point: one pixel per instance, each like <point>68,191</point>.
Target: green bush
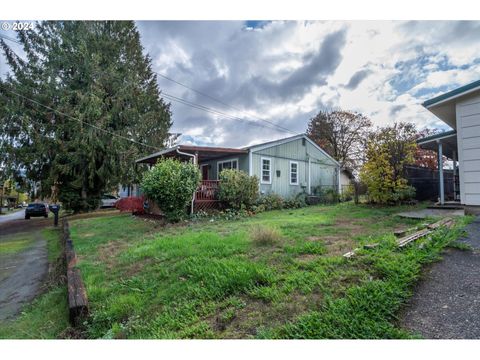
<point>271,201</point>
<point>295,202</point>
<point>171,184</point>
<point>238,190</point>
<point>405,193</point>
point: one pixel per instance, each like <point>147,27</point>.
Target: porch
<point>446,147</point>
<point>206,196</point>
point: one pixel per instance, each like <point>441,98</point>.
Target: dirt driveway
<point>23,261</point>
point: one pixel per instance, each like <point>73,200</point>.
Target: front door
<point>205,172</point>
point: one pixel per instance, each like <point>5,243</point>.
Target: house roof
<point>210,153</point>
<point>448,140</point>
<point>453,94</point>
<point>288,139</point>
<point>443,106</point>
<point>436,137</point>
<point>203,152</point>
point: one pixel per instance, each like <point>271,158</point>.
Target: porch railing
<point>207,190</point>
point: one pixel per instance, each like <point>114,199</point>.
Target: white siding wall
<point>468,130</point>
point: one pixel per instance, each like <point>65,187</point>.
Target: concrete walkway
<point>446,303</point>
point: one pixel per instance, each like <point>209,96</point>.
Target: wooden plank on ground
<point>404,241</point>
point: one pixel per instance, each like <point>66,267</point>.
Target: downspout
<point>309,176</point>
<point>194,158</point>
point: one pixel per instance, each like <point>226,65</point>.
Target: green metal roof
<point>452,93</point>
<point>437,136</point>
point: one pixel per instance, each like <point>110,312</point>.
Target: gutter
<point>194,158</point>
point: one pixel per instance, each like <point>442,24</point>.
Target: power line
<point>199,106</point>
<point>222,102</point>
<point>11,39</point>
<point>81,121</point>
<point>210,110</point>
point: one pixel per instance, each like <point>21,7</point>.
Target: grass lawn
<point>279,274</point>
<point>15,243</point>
================================
Set down all of the entries precisely and keep the pictures out of the copy.

point: one pixel per instance, each like <point>68,191</point>.
Target: green bush
<point>271,201</point>
<point>295,202</point>
<point>171,184</point>
<point>238,190</point>
<point>405,193</point>
point: one pixel per instance, each like <point>147,27</point>.
Target: porch
<point>446,147</point>
<point>206,196</point>
point: one pixel per instance, each like <point>441,98</point>.
Target: dirt driveway
<point>23,261</point>
point: one pixel per instance, each like <point>73,200</point>.
Target: front door
<point>205,172</point>
point: one pixel per instance, each like <point>5,243</point>.
Target: house roof
<point>210,153</point>
<point>448,140</point>
<point>453,94</point>
<point>288,139</point>
<point>443,106</point>
<point>436,137</point>
<point>203,152</point>
point: one pixel per instance, each like <point>271,158</point>.
Target: porch railing
<point>207,190</point>
point: one pixel per instance, each like <point>114,199</point>.
Target: white siding wall
<point>468,130</point>
point: one pixel per instance, each like <point>65,187</point>.
Target: concrete walkway
<point>446,303</point>
point: one pixel per instance, each like <point>209,96</point>.
Target: wooden plank on ground
<point>404,241</point>
point: one pixel per instance, each like <point>66,267</point>.
Target: downspout
<point>309,176</point>
<point>194,158</point>
point: one pixel per instance, each like <point>226,65</point>.
Target: green metal roof
<point>452,93</point>
<point>437,136</point>
point: one pixel per instance, each like <point>110,312</point>.
Target: gutter
<point>194,158</point>
point: one pixel per instance, each like <point>442,24</point>.
Target: power line
<point>199,106</point>
<point>222,102</point>
<point>11,39</point>
<point>81,121</point>
<point>210,110</point>
point: one pixel per instance, each like <point>21,7</point>.
Target: grass lawn
<point>279,274</point>
<point>15,243</point>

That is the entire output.